_TO DO_
An exact copy of every record below is required, with the pictures left out.
════════════════
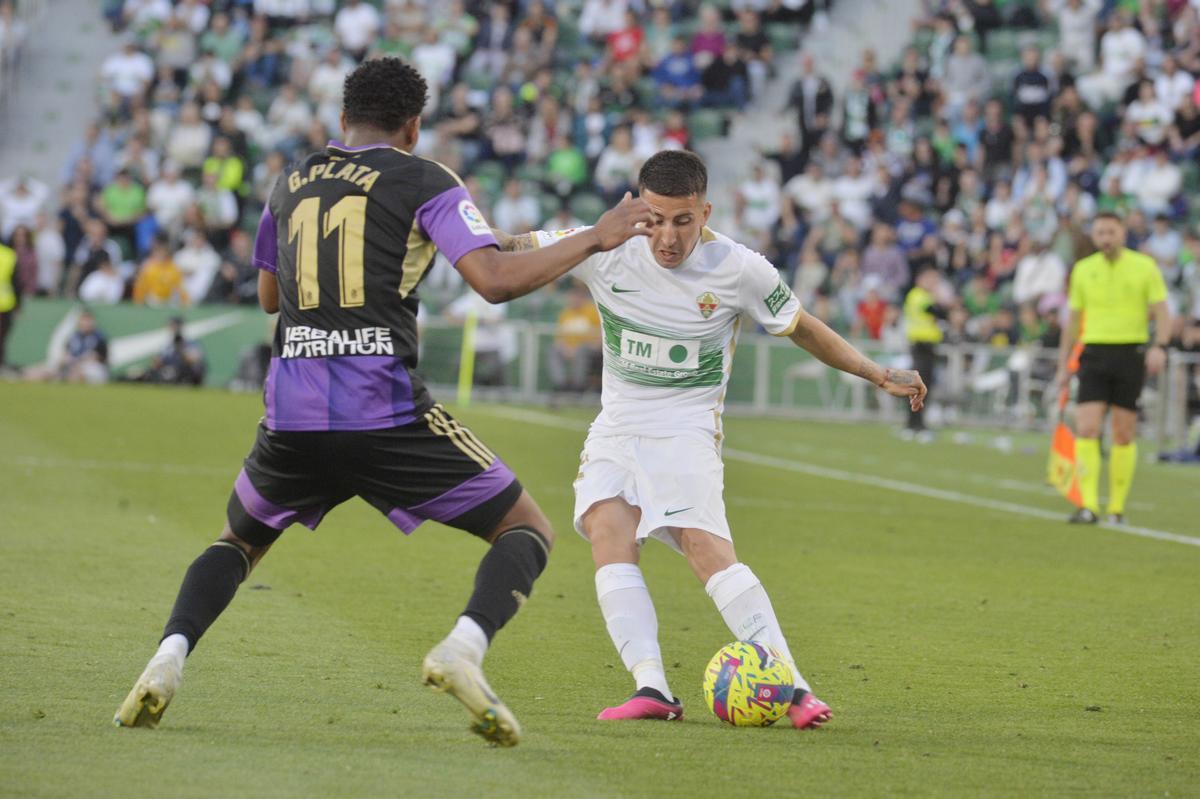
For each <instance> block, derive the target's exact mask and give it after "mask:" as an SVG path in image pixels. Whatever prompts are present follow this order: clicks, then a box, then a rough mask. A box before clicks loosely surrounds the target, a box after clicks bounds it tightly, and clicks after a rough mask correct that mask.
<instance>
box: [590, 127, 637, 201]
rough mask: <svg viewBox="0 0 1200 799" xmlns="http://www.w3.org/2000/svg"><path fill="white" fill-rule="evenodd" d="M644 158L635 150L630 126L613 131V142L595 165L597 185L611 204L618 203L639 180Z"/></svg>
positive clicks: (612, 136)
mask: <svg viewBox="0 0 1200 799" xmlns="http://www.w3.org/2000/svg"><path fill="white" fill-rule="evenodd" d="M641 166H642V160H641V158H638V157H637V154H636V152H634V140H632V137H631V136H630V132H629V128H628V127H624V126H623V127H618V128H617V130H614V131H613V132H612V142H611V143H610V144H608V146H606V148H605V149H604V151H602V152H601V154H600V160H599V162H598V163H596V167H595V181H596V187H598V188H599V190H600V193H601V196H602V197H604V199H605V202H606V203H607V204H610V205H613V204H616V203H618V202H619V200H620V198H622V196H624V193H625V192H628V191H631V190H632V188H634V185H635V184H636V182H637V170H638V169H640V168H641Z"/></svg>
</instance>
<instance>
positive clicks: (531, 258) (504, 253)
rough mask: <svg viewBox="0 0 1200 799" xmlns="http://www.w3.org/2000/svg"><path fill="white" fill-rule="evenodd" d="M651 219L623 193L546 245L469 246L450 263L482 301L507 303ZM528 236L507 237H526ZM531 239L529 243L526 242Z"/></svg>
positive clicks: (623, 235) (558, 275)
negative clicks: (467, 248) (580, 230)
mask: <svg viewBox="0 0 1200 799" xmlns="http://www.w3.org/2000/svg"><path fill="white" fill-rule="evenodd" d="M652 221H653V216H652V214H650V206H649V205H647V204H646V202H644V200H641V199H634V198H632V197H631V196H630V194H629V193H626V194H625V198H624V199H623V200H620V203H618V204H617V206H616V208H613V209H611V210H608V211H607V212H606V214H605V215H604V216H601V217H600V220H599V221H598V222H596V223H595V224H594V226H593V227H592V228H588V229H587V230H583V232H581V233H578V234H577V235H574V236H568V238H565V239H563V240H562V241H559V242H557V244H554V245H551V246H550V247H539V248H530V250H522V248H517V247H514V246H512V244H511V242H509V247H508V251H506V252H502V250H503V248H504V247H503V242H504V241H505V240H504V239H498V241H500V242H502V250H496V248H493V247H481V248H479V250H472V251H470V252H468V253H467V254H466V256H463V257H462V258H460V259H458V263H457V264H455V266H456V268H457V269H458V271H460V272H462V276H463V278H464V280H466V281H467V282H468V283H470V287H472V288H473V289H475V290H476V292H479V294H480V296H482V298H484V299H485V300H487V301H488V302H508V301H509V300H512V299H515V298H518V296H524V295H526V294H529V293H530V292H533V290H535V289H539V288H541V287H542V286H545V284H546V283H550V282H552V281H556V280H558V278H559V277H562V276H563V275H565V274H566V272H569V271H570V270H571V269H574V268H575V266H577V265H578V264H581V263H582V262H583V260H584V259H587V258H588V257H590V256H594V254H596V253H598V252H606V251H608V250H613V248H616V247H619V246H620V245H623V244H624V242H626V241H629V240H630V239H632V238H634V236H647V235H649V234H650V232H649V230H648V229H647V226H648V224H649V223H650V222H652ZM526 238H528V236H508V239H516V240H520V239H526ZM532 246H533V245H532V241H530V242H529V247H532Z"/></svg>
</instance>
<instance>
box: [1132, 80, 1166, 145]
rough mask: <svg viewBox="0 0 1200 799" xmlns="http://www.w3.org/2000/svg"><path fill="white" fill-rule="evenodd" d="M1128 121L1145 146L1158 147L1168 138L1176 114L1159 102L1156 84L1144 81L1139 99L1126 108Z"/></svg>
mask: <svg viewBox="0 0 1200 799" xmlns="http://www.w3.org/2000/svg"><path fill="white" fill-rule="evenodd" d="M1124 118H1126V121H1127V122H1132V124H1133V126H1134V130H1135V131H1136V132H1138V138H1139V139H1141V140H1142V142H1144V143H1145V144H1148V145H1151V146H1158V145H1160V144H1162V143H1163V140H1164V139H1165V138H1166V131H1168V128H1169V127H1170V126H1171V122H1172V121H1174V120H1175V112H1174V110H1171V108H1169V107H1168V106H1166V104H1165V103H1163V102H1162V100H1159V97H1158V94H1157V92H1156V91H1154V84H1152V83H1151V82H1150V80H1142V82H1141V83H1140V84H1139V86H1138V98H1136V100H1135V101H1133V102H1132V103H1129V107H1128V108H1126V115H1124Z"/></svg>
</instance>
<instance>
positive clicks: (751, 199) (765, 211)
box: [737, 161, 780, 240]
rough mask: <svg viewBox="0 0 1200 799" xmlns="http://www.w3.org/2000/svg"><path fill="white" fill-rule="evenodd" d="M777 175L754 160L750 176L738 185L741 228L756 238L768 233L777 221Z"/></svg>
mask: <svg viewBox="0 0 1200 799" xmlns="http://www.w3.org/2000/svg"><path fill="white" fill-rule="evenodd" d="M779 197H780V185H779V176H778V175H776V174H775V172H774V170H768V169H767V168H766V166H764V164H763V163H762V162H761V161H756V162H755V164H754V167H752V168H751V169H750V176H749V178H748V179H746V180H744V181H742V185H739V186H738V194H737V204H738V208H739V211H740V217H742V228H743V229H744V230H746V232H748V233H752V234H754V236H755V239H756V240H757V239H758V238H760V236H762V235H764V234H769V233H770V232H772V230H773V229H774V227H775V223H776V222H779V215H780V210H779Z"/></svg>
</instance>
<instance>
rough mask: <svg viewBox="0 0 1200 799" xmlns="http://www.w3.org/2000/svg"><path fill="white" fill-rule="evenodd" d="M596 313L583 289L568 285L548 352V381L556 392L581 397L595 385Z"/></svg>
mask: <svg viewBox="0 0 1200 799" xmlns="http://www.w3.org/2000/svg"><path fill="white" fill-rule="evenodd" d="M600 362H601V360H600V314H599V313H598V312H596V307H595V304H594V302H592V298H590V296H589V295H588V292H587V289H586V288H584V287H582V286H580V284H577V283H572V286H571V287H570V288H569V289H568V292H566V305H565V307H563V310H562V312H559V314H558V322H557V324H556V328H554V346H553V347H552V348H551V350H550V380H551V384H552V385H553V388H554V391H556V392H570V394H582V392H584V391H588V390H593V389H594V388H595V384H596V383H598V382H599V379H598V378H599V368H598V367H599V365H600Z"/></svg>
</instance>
════════════════
_OUTPUT OF THE EXERCISE_
For each <instance> block, derive the target's exact mask and give it after "mask:" as an SVG path in image pixels. Whatever prompts are present follow this order: clicks, then a box, then a rough mask. A box before clicks loosely surrounds the target, a box after clicks bounds it tightly, and clicks after a rough mask correct that mask.
<instance>
box: [590, 127, 637, 201]
rough mask: <svg viewBox="0 0 1200 799" xmlns="http://www.w3.org/2000/svg"><path fill="white" fill-rule="evenodd" d="M644 158L635 150L630 126L613 131V142L595 165L597 185L611 204L618 203L639 180Z"/></svg>
positive clicks: (612, 136)
mask: <svg viewBox="0 0 1200 799" xmlns="http://www.w3.org/2000/svg"><path fill="white" fill-rule="evenodd" d="M641 166H642V160H641V158H638V157H637V154H636V152H634V140H632V137H631V136H630V132H629V128H628V127H624V126H623V127H618V128H617V130H614V131H613V132H612V142H611V143H610V144H608V146H606V148H605V149H604V151H602V152H601V154H600V160H599V162H598V163H596V167H595V181H596V187H598V188H599V190H600V193H601V196H602V197H604V199H605V202H606V203H607V204H610V205H613V204H616V203H618V202H619V200H620V198H622V196H624V193H625V192H628V191H631V190H632V188H634V185H635V184H636V182H637V170H638V169H640V168H641Z"/></svg>
</instance>
<instance>
positive clicks: (531, 258) (504, 253)
rough mask: <svg viewBox="0 0 1200 799" xmlns="http://www.w3.org/2000/svg"><path fill="white" fill-rule="evenodd" d="M651 219L623 193L546 245L469 246L450 263L482 301L507 303ZM528 236L507 237H526ZM531 239L529 243L526 242Z"/></svg>
positive clicks: (623, 235) (558, 275)
negative clicks: (467, 248) (580, 230)
mask: <svg viewBox="0 0 1200 799" xmlns="http://www.w3.org/2000/svg"><path fill="white" fill-rule="evenodd" d="M652 221H653V216H652V214H650V206H649V205H647V204H646V202H644V200H641V199H634V198H632V197H631V196H630V194H629V193H626V194H625V198H624V199H623V200H620V203H618V204H617V206H616V208H613V209H611V210H608V211H607V212H606V214H605V215H604V216H601V217H600V220H599V221H598V222H596V223H595V224H594V226H593V227H592V228H588V229H587V230H583V232H581V233H578V234H577V235H574V236H568V238H565V239H563V240H562V241H559V242H557V244H554V245H551V246H550V247H539V248H530V250H522V248H517V247H514V246H512V244H511V242H509V247H508V251H506V252H502V250H503V248H504V247H503V242H504V241H505V240H504V239H498V241H500V242H502V250H496V248H493V247H481V248H479V250H472V251H470V252H468V253H467V254H466V256H463V257H462V258H460V259H458V263H457V264H455V266H456V268H457V269H458V271H460V272H462V276H463V278H464V280H466V281H467V282H468V283H470V287H472V288H473V289H475V290H476V292H479V294H480V296H482V298H484V299H485V300H487V301H488V302H508V301H509V300H512V299H515V298H518V296H524V295H526V294H529V293H530V292H533V290H535V289H539V288H541V287H542V286H545V284H546V283H550V282H552V281H556V280H558V278H559V277H562V276H563V275H565V274H566V272H569V271H570V270H571V269H574V268H575V266H577V265H578V264H581V263H582V262H583V260H584V259H587V258H588V257H590V256H594V254H596V253H598V252H606V251H608V250H613V248H616V247H619V246H620V245H623V244H624V242H626V241H629V240H630V239H632V238H634V236H647V235H649V234H650V232H649V230H648V229H647V226H648V224H649V223H650V222H652ZM526 238H528V236H508V239H516V240H520V239H526ZM532 246H533V245H532V241H530V242H529V247H532Z"/></svg>
</instance>
<instance>
box: [1132, 80, 1166, 145]
rough mask: <svg viewBox="0 0 1200 799" xmlns="http://www.w3.org/2000/svg"><path fill="white" fill-rule="evenodd" d="M1128 121L1145 146L1158 147L1168 138L1176 114L1159 102L1156 84L1144 81L1139 99L1126 108Z"/></svg>
mask: <svg viewBox="0 0 1200 799" xmlns="http://www.w3.org/2000/svg"><path fill="white" fill-rule="evenodd" d="M1124 118H1126V121H1127V122H1132V124H1133V126H1134V130H1135V131H1136V132H1138V138H1139V139H1141V140H1142V142H1144V143H1145V144H1148V145H1151V146H1158V145H1160V144H1162V143H1163V140H1164V139H1165V138H1166V131H1168V128H1169V127H1170V126H1171V122H1172V121H1174V120H1175V112H1174V110H1171V108H1169V107H1168V106H1166V104H1165V103H1163V102H1162V100H1159V97H1158V94H1157V92H1156V91H1154V84H1152V83H1151V82H1150V80H1142V82H1141V83H1140V84H1139V86H1138V98H1136V100H1135V101H1133V102H1132V103H1129V107H1128V108H1126V115H1124Z"/></svg>
</instance>
<instance>
positive clicks: (751, 199) (765, 211)
box: [737, 161, 780, 240]
rough mask: <svg viewBox="0 0 1200 799" xmlns="http://www.w3.org/2000/svg"><path fill="white" fill-rule="evenodd" d="M777 175L754 160L750 176L738 185L741 228L756 238L768 233L777 221Z"/></svg>
mask: <svg viewBox="0 0 1200 799" xmlns="http://www.w3.org/2000/svg"><path fill="white" fill-rule="evenodd" d="M779 197H780V185H779V176H778V175H776V174H775V172H774V170H768V169H767V168H766V166H764V164H763V163H762V162H761V161H756V162H755V164H754V167H752V168H751V169H750V176H749V178H748V179H746V180H744V181H742V185H739V186H738V194H737V204H738V208H739V211H740V217H742V228H743V229H744V230H746V232H748V233H752V234H754V236H755V239H756V240H757V239H758V238H760V236H762V235H764V234H769V233H770V232H772V230H773V229H774V227H775V223H776V222H779V215H780V210H779Z"/></svg>
</instance>
<instance>
rough mask: <svg viewBox="0 0 1200 799" xmlns="http://www.w3.org/2000/svg"><path fill="white" fill-rule="evenodd" d="M596 313L583 289L568 285L548 352V381L556 392L581 397L595 385Z"/></svg>
mask: <svg viewBox="0 0 1200 799" xmlns="http://www.w3.org/2000/svg"><path fill="white" fill-rule="evenodd" d="M600 362H601V360H600V314H599V313H598V312H596V307H595V304H594V302H592V298H590V296H589V295H588V292H587V289H586V288H584V287H582V286H580V284H577V283H572V286H571V287H570V288H569V289H568V292H566V305H565V307H563V310H562V312H559V314H558V322H557V324H556V328H554V346H553V347H552V348H551V350H550V380H551V384H552V385H553V388H554V391H556V392H570V394H582V392H584V391H588V390H593V389H594V388H595V384H596V383H598V382H599V379H598V378H599V368H598V367H599V365H600Z"/></svg>
</instance>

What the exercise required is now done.